- [EXERCISE GOAL]
Using the records below, transcribe word for word the stretch from the line that contains "the form (530,49)." through the line that contains "the form (170,57).", both end lines included, and nothing else.

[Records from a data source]
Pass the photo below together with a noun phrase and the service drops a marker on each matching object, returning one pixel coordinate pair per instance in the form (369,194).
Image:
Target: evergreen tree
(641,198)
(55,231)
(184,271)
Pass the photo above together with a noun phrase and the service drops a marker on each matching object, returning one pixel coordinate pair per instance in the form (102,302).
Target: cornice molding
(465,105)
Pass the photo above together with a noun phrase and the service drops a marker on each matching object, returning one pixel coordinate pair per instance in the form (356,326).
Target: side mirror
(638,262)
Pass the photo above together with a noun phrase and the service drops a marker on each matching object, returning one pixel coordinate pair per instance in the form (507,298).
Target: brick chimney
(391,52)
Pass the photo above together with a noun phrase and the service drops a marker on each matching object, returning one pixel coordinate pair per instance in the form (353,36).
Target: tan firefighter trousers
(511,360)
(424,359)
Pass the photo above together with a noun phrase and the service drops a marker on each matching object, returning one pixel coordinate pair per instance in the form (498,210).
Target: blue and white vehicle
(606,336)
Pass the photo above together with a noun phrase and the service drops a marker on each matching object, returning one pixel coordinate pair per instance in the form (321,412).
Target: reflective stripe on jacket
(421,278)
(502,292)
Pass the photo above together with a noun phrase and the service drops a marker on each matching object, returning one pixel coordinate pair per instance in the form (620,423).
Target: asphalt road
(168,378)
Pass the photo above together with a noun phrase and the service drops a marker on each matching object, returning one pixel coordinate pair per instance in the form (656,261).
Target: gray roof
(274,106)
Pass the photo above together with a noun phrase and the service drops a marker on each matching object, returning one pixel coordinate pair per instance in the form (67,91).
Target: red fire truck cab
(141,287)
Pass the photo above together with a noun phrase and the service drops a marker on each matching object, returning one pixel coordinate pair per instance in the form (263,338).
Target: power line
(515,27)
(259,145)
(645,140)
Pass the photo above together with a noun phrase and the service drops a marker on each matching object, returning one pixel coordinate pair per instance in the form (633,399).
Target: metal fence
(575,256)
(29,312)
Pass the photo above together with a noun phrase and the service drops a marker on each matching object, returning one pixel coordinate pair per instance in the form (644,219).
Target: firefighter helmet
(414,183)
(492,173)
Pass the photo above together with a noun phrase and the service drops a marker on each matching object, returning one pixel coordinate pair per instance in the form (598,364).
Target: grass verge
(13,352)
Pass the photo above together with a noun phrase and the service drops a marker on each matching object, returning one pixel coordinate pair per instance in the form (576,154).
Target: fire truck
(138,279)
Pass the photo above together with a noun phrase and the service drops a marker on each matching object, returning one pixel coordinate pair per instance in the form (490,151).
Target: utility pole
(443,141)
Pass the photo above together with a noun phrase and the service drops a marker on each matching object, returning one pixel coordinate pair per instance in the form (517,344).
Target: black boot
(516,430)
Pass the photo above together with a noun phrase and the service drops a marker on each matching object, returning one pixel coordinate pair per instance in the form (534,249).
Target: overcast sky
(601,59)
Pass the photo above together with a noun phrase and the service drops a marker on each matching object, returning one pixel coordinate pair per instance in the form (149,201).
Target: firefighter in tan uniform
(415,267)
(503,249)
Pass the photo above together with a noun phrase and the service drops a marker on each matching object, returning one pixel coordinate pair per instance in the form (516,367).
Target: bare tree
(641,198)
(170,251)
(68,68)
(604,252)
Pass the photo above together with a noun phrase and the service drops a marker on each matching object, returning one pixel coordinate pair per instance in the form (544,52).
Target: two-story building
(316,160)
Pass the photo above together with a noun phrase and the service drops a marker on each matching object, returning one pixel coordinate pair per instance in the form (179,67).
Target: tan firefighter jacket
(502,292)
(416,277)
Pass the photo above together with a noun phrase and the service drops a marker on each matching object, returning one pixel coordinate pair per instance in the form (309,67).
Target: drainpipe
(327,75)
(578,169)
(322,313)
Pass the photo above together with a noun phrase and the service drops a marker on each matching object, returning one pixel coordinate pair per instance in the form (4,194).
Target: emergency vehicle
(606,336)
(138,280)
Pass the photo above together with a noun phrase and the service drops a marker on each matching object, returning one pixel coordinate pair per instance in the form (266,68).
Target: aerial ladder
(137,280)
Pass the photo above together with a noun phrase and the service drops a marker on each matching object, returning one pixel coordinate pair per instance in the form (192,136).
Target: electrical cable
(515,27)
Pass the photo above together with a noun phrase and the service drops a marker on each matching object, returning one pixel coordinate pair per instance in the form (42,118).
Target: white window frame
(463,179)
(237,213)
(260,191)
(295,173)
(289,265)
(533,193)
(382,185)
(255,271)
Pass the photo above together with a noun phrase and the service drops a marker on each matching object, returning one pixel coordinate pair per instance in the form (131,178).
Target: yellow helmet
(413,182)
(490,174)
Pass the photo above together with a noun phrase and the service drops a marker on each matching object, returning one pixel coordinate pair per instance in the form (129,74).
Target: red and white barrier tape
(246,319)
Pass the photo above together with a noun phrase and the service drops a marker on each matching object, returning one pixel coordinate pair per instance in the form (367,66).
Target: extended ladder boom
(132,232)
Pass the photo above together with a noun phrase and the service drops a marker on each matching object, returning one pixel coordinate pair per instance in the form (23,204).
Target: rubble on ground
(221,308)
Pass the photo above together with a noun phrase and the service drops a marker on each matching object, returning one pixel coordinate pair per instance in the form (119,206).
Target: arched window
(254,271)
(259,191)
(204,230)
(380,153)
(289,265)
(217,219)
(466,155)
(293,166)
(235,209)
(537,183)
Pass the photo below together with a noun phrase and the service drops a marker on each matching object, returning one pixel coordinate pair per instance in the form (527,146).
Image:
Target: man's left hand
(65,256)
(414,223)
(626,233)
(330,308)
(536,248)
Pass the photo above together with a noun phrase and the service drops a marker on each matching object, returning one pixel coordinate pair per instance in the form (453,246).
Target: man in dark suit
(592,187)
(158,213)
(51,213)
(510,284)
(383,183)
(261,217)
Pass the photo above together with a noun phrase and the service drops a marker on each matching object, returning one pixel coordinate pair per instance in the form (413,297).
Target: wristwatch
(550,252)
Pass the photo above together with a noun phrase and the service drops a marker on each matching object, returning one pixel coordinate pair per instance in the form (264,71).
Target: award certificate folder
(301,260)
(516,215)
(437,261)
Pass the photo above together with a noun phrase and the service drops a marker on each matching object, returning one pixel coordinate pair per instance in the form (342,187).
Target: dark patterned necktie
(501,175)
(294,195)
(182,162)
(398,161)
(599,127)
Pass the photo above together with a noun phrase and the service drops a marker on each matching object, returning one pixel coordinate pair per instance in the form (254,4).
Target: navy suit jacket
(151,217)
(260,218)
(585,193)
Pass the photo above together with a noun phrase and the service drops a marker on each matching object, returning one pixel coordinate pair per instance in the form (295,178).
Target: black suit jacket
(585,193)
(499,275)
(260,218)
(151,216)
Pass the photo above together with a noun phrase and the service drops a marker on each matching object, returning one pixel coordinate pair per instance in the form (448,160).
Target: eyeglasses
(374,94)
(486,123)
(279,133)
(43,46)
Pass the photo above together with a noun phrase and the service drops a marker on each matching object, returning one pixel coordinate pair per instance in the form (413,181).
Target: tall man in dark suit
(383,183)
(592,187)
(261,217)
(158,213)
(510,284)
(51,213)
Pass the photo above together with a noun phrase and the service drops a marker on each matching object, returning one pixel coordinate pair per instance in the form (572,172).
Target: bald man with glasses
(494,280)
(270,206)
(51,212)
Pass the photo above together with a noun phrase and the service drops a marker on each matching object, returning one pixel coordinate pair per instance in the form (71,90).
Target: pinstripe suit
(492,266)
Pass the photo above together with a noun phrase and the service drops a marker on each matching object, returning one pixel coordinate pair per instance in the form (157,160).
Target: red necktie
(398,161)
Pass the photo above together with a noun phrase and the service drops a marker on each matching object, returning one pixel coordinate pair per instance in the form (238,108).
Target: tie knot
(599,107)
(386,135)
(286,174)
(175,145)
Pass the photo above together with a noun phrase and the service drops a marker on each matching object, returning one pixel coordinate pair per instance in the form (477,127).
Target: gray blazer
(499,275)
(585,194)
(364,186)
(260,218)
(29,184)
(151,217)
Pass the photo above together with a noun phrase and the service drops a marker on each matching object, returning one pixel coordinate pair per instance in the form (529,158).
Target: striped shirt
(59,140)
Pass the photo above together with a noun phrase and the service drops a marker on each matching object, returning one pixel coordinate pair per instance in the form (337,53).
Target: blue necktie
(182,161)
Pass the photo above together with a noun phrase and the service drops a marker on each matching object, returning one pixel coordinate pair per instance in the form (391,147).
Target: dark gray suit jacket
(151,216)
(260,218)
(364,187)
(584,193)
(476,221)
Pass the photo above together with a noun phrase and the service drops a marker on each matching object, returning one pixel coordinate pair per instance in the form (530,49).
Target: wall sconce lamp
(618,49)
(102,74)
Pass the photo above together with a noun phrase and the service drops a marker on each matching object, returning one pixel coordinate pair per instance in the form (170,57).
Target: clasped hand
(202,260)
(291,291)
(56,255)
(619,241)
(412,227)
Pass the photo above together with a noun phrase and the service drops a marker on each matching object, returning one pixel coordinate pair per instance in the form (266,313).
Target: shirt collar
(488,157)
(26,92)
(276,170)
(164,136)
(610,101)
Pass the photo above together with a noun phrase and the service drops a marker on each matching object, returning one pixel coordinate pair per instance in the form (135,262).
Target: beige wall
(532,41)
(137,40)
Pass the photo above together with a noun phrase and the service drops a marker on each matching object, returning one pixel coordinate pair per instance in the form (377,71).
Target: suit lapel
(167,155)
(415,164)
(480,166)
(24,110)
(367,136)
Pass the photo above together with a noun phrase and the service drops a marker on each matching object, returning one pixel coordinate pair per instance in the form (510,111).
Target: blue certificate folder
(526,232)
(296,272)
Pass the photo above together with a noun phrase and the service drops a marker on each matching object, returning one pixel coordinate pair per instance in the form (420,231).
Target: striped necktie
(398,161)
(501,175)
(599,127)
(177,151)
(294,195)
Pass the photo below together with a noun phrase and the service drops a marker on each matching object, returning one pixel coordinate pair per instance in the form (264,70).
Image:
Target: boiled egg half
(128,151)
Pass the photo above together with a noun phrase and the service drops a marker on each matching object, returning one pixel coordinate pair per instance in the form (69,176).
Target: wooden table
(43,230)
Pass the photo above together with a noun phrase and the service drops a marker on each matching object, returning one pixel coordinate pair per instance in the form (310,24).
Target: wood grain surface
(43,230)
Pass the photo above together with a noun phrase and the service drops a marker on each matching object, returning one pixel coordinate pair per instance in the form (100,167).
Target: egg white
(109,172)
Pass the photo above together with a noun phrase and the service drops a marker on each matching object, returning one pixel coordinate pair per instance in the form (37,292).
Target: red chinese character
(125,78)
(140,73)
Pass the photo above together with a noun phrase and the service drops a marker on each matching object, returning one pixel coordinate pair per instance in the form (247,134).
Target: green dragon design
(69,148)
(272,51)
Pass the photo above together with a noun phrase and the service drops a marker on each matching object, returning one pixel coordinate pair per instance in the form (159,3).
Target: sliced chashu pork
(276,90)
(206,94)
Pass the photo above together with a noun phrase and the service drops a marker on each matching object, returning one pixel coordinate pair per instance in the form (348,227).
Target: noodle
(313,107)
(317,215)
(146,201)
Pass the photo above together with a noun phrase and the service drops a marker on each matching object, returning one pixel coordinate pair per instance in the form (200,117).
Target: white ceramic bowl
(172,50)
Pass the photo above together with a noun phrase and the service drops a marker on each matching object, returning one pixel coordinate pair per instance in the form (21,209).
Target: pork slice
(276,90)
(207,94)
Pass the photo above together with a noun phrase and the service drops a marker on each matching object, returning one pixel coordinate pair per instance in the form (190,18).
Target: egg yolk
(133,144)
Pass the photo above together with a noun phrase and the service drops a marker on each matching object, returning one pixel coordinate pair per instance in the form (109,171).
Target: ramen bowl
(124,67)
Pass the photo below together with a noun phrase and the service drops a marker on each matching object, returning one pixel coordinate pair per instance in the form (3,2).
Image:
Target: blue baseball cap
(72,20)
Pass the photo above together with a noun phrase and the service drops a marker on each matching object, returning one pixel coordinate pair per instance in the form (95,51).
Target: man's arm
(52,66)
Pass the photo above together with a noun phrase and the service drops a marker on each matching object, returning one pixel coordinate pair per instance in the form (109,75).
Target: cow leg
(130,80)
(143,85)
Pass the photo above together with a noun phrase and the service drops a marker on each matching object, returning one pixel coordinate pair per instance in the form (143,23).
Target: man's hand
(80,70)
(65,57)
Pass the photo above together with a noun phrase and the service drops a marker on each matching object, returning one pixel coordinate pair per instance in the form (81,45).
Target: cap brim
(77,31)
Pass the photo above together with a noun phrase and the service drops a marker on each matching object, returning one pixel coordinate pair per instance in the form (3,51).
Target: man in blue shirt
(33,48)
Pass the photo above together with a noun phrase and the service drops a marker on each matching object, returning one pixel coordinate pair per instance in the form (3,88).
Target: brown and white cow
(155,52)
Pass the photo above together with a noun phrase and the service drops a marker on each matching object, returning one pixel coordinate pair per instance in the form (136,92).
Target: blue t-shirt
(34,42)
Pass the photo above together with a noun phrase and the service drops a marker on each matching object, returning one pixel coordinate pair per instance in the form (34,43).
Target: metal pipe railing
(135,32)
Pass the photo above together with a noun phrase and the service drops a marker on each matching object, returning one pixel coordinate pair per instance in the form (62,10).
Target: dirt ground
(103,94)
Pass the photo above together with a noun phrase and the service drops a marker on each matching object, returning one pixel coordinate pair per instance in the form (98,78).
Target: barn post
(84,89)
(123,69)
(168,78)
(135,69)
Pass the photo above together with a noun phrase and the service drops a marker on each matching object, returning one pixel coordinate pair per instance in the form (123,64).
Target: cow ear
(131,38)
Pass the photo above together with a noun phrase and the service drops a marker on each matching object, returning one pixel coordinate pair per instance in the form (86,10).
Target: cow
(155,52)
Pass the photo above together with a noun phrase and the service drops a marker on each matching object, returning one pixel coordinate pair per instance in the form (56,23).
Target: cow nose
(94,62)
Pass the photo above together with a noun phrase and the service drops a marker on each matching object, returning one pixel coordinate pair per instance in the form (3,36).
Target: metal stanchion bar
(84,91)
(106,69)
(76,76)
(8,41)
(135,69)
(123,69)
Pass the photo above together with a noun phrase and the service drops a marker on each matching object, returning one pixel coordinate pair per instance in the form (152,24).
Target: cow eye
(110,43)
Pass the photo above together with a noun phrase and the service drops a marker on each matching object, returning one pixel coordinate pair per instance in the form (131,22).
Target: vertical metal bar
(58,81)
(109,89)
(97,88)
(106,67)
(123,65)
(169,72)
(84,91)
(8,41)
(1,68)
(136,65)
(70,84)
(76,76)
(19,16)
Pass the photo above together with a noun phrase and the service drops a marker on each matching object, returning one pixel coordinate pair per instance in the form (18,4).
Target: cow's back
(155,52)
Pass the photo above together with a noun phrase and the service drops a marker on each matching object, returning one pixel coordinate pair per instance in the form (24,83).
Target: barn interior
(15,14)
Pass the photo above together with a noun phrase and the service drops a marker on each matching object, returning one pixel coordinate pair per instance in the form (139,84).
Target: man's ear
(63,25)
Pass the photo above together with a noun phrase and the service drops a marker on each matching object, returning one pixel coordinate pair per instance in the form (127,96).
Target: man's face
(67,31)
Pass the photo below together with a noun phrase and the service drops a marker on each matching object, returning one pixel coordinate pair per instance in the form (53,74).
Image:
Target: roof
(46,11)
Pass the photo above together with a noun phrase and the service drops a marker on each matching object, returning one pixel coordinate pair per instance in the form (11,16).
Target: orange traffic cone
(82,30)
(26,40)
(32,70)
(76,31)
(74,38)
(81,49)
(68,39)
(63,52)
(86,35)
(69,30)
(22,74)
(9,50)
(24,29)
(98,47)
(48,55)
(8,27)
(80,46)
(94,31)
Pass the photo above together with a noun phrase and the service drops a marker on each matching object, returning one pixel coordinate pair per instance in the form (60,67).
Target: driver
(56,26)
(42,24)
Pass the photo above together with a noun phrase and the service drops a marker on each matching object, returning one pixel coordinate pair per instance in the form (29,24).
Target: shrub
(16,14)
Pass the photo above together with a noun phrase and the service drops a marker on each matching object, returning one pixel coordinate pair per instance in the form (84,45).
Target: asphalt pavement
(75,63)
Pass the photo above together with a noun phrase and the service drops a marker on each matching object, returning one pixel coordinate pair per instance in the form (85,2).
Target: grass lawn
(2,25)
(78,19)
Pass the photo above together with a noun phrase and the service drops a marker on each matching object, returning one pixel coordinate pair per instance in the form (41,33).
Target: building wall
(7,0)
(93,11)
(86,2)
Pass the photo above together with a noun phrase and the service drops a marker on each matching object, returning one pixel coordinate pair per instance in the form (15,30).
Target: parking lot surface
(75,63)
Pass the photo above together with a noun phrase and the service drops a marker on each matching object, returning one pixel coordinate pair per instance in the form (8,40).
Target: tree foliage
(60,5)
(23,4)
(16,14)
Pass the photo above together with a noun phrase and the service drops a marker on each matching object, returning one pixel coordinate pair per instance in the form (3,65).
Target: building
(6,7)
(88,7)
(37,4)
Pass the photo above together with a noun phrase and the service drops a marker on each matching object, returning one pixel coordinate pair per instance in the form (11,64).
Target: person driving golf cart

- [WRITTEN SOLUTION]
Pass the photo above together with a noun phrase and the service drops a marker on each matching object, returning one pixel coordinate pair per instance in the form (530,49).
Target: wall sconce lamp
(618,49)
(102,74)
Pass the photo above together with a noun phrase and the service drops a marker on each matching object, returning one pixel coordinate pair per instance in the form (170,57).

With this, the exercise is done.